-- start of Given data --

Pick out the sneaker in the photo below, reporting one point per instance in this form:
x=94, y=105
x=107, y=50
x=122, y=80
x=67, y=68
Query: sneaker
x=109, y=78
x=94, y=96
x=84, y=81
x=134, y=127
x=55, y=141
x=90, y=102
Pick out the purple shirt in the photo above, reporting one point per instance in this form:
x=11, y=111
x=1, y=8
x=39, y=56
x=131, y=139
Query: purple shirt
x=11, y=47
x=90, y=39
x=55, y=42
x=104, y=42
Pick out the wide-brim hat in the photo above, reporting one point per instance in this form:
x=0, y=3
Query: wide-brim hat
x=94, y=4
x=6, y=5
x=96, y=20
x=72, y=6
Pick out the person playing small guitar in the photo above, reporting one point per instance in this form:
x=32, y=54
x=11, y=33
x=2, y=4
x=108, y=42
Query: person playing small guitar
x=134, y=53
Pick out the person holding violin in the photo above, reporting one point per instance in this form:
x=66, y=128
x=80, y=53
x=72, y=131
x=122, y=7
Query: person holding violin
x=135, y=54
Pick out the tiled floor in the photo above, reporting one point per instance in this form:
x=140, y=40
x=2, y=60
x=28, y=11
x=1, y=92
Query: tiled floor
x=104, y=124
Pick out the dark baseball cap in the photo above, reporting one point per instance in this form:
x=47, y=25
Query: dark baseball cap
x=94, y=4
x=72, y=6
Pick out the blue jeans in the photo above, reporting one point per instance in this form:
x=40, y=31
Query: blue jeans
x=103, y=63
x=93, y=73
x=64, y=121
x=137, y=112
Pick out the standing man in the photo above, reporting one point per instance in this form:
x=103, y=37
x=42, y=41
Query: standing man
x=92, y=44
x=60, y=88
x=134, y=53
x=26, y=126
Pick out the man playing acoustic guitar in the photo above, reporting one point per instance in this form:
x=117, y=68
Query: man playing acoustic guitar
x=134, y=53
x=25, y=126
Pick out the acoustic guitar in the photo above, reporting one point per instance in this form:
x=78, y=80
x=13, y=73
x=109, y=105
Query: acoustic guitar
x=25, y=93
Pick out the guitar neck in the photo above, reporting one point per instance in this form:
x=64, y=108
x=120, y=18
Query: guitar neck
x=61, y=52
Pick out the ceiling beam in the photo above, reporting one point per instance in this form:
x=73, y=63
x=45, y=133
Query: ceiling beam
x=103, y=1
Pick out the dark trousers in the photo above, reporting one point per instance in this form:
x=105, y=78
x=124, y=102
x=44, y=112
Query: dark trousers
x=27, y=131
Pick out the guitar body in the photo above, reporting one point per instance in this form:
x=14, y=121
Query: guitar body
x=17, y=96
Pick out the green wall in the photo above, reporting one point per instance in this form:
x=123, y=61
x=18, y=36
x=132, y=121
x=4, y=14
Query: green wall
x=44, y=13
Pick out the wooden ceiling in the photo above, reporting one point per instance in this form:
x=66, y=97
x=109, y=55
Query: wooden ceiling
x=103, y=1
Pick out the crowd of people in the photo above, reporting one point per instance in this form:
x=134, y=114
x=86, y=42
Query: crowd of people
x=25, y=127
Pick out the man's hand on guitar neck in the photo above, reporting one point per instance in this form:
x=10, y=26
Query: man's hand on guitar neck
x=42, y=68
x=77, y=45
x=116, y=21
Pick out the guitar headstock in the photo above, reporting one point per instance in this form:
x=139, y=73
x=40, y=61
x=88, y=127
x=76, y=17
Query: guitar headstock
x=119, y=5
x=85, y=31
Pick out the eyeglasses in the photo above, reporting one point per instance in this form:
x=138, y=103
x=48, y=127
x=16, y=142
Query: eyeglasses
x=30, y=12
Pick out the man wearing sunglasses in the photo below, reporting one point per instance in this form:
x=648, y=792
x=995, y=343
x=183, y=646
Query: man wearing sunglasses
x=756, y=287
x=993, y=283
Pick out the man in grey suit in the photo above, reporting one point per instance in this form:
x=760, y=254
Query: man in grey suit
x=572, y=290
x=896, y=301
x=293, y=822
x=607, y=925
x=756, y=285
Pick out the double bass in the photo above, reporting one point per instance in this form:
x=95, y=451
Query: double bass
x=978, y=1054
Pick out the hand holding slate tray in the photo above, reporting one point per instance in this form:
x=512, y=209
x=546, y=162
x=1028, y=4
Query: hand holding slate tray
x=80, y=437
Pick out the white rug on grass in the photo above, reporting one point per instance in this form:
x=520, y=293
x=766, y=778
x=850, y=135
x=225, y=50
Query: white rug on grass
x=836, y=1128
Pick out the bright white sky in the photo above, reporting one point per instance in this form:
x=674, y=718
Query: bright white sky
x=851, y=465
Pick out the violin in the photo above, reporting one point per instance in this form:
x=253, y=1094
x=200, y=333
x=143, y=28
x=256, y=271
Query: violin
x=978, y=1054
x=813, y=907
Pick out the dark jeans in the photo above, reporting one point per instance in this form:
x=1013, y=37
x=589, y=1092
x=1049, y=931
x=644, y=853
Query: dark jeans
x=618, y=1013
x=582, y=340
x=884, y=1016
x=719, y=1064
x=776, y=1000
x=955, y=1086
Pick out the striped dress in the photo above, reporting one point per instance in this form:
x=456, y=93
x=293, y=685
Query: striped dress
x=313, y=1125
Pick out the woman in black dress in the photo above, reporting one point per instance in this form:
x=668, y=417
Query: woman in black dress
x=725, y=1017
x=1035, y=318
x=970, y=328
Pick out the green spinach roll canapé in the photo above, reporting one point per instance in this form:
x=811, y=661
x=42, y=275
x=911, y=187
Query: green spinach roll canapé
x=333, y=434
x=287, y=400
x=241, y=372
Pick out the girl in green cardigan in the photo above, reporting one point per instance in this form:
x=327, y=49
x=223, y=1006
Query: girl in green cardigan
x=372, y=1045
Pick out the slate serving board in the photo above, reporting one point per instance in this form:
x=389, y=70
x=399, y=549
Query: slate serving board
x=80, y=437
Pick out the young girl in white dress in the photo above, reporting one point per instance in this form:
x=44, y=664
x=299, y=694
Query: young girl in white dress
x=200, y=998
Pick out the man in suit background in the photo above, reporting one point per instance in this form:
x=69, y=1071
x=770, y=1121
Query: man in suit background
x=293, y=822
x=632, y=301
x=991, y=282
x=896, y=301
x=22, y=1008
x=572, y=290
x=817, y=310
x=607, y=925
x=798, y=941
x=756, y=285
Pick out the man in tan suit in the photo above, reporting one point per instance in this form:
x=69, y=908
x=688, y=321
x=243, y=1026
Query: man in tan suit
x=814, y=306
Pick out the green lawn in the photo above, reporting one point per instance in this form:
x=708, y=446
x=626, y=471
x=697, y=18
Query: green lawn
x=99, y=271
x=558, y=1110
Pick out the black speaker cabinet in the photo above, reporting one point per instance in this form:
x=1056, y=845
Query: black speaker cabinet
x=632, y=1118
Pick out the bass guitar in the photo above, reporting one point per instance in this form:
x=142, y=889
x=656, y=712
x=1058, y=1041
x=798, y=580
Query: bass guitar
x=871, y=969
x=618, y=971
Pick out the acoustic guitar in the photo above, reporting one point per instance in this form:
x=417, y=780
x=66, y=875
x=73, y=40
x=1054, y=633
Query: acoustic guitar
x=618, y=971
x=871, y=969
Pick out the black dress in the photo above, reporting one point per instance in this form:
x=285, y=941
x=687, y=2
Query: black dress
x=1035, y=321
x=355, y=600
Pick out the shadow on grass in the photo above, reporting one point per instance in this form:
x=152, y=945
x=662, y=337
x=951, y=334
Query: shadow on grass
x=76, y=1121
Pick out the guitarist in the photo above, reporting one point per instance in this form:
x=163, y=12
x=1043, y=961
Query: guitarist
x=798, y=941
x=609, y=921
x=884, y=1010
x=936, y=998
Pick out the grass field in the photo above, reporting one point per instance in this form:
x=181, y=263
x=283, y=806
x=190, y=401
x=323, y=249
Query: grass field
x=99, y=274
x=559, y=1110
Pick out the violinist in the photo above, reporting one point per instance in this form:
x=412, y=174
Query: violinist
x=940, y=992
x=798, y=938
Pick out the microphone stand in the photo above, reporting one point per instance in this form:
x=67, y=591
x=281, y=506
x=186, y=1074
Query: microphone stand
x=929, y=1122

-- end of Given data --

__Task prompt__:
Could you output the lines of the items above, from the one containing "Pick out the violin in" through the one containing "x=813, y=907", as a numbered list with any blank lines left out?

__Answer in full__:
1. Pick out the violin in the photo above, reporting one point per instance in this form:
2. x=253, y=1094
3. x=200, y=333
4. x=143, y=28
5. x=256, y=271
6. Query: violin
7. x=978, y=1054
8. x=813, y=907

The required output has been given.